### SELECTED TEXT
◇ ◇ ◇ ◇ ◇
[coffee cup]

Dark Currents, page 5


In a recent essay by poet Donald Hall, I was struck by the sentence, "Reading will not distract us from dread." Hall is well-acquainted with dread, because he has colon cancer. I found myself hoping, when I read those words, that he tell the reader of how certain darker books did not distract him from dread, but rather helped him to face it, to conceptualize it more clearly. My hope was in vain: he goes on to write that he worries, after each surgery,
What will they find? What will the laboratory's dyes and microscopes discover, peering at cell structure? Not even Philip Roth distracts from such concerns; not even spy sagas or horror books. For that matter, I cannot read junk for diversion. Finer sensibilities than my own have relaxed with Agatha Christie or Zane Grey -- but under conditions of pain and distress, slack language causes me pain and distress.

Can we move past the first-level response to that annoying assumption about "slack language"? Can we look at what people are saying is the purpose of horror fiction? Donald Hall says he's looking for distraction, for diversion, for relaxation. That's well and good. Horror is, of course, entertaining. But I wonder what's being left out. To return to the analogy of the coffee cups, maybe those who expect only "diversion" from horror, are expecting the coffee to be always soothing and mild. The dark liquid of horror, the horror in the cup, has more than one use. Surely one of its uses is to shock us into sharper awareness of the dread -- to help us confront and explore the dread, not shrink from it. It may be that the diversion part, the entertainment, is like the "hook" in a pop song: the author stirs some interesting flavors -- be they splatter or quiet-creepy -- into the brew to get us involved, to get us to go back for more and keep drinking from the dark. And it may be that the repetition of forms, even that supposed "slack language," in the horror genre, is no more heinous that the way that all coffee cups are variations on a common theme. The human hand holding the cup, the human nervous system vibrating in response to the tale -- these have not changed for countless millennia. Rather than asking the horror tale to be original, why don't we ask that it serve its purpose well?
◇ ◇ ◇ ◇ ◇
### Entries in the collection
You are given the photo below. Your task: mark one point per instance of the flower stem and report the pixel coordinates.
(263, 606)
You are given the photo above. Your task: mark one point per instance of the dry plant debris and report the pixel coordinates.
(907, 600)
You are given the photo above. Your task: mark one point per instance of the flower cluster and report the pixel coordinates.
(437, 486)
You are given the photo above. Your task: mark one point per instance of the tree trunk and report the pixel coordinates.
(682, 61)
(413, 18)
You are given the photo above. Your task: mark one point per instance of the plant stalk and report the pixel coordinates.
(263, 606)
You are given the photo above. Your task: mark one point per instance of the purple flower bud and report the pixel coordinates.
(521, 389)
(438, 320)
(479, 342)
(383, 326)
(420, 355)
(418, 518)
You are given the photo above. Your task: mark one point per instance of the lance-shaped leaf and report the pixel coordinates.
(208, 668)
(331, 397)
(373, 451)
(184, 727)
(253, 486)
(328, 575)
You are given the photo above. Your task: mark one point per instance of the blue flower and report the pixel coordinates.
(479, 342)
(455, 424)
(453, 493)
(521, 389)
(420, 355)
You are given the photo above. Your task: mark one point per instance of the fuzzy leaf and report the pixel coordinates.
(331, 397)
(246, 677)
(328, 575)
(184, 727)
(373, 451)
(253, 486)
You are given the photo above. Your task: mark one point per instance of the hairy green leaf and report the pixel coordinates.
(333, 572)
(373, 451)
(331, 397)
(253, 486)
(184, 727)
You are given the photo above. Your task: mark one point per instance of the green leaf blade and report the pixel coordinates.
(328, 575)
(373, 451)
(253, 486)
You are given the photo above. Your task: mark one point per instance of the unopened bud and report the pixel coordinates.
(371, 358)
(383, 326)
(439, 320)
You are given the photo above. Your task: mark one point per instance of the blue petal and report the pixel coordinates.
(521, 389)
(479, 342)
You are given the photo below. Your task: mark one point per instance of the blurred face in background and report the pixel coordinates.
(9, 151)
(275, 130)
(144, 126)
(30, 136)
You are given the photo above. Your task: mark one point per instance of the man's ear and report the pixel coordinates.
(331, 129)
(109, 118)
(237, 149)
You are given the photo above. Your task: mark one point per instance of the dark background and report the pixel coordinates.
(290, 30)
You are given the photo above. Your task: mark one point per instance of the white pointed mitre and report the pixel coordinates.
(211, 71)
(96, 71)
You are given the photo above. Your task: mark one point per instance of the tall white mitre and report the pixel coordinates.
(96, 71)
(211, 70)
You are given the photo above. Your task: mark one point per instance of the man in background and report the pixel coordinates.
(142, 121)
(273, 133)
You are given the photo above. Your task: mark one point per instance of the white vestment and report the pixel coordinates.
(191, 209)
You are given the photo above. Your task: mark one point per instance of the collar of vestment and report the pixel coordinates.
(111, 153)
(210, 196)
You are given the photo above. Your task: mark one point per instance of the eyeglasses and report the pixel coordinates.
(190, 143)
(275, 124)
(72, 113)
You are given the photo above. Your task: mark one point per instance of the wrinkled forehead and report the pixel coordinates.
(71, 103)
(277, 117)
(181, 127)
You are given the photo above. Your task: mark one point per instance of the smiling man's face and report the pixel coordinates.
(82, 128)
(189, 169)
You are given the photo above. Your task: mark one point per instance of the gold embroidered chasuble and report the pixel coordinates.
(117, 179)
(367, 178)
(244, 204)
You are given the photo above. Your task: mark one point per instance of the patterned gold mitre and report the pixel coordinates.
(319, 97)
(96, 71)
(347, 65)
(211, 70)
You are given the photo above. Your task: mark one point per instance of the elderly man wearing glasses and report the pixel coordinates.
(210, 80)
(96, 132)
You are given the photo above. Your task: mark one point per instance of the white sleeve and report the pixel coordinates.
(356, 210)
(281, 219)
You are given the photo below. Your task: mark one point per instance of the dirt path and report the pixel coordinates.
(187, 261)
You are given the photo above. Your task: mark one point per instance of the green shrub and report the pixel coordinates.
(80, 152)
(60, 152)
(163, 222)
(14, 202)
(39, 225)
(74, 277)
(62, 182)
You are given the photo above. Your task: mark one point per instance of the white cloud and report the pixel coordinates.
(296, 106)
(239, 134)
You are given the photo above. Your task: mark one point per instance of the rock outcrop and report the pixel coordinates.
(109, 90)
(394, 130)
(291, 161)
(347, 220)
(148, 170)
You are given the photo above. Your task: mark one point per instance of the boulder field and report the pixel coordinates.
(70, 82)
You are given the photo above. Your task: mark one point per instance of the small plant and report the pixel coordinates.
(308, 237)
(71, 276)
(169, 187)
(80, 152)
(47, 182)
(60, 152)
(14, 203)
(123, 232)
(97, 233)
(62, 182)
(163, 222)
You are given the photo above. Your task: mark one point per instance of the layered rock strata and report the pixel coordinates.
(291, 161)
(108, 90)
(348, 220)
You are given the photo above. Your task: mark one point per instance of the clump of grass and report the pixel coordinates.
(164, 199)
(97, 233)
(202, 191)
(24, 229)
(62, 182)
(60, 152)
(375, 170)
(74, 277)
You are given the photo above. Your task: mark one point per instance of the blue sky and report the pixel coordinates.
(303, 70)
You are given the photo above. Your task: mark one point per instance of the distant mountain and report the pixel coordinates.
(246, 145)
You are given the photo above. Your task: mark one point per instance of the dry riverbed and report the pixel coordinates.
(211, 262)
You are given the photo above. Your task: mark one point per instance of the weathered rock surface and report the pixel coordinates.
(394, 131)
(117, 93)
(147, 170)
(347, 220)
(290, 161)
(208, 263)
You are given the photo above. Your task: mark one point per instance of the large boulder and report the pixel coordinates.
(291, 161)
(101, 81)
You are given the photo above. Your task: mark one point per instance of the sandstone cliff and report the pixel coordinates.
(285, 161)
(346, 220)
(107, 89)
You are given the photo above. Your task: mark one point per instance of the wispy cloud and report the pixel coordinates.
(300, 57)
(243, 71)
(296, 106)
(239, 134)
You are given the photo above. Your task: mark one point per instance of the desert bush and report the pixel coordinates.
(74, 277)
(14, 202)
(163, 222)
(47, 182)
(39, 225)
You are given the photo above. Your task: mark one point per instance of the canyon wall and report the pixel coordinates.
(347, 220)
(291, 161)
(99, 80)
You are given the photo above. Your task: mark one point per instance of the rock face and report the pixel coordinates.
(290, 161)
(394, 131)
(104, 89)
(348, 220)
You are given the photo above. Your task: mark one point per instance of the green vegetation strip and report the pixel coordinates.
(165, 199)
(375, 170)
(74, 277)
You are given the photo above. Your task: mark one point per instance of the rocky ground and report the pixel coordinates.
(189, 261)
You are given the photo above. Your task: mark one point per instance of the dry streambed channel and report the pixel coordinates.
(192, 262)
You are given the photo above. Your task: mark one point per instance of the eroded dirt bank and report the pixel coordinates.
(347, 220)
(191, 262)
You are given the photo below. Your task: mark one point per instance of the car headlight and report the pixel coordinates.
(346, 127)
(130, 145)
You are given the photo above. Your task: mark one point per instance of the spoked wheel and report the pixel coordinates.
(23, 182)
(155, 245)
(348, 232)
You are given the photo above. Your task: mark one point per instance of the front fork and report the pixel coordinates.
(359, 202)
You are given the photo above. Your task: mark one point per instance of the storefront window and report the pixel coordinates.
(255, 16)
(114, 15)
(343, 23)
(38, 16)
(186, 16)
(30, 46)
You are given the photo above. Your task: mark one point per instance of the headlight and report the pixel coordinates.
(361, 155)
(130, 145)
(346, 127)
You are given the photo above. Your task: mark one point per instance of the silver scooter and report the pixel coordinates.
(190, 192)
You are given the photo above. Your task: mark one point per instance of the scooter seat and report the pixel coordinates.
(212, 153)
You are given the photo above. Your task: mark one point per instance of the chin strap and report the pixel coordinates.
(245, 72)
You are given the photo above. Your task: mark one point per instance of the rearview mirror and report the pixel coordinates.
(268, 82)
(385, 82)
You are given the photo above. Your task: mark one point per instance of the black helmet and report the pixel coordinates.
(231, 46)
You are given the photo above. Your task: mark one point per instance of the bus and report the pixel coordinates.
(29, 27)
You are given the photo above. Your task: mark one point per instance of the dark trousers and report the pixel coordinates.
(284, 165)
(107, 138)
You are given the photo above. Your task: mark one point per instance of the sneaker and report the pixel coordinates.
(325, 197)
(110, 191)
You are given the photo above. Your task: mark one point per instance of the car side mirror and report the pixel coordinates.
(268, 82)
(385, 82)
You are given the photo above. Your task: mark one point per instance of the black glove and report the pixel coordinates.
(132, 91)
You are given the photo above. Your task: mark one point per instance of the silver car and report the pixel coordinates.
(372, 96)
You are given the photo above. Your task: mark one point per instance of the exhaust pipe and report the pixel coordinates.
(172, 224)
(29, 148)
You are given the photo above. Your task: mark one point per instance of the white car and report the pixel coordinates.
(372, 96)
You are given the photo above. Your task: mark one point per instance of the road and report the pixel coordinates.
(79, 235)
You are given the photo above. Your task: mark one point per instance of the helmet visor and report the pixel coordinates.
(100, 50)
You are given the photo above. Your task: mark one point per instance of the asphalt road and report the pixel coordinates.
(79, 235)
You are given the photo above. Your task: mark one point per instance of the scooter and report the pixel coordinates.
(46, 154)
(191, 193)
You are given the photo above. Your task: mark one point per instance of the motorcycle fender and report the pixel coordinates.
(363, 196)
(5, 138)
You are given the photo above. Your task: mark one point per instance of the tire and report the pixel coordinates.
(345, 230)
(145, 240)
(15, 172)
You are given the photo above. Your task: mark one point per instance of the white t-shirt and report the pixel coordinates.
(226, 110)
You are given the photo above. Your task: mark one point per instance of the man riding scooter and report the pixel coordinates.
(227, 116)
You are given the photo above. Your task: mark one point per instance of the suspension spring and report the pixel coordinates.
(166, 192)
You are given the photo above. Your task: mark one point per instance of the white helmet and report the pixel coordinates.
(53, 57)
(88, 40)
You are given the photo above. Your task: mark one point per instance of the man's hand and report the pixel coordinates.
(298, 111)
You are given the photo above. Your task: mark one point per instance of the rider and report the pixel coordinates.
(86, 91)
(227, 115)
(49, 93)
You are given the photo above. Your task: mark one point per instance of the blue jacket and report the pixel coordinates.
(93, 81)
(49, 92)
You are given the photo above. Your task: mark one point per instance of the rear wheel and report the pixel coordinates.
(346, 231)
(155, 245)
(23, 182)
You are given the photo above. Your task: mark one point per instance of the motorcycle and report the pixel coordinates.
◇ ◇ ◇ ◇ ◇
### TASK SET
1 > According to the horror fiction essay, what illness does Donald Hall have?
2 > Repeat the passage of the horror fiction essay starting with "Dark Currents, page" and going on through "pain and distress.".

### OUTPUTS BY TASK
1 > Donald Hall has colon cancer.

2 >
Dark Currents, page 5


In a recent essay by poet Donald Hall, I was struck by the sentence, "Reading will not distract us from dread." Hall is well-acquainted with dread, because he has colon cancer. I found myself hoping, when I read those words, that he tell the reader of how certain darker books did not distract him from dread, but rather helped him to face it, to conceptualize it more clearly. My hope was in vain: he goes on to write that he worries, after each surgery,
What will they find? What will the laboratory's dyes and microscopes discover, peering at cell structure? Not even Philip Roth distracts from such concerns; not even spy sagas or horror books. For that matter, I cannot read junk for diversion. Finer sensibilities than my own have relaxed with Agatha Christie or Zane Grey -- but under conditions of pain and distress, slack language causes me pain and distress.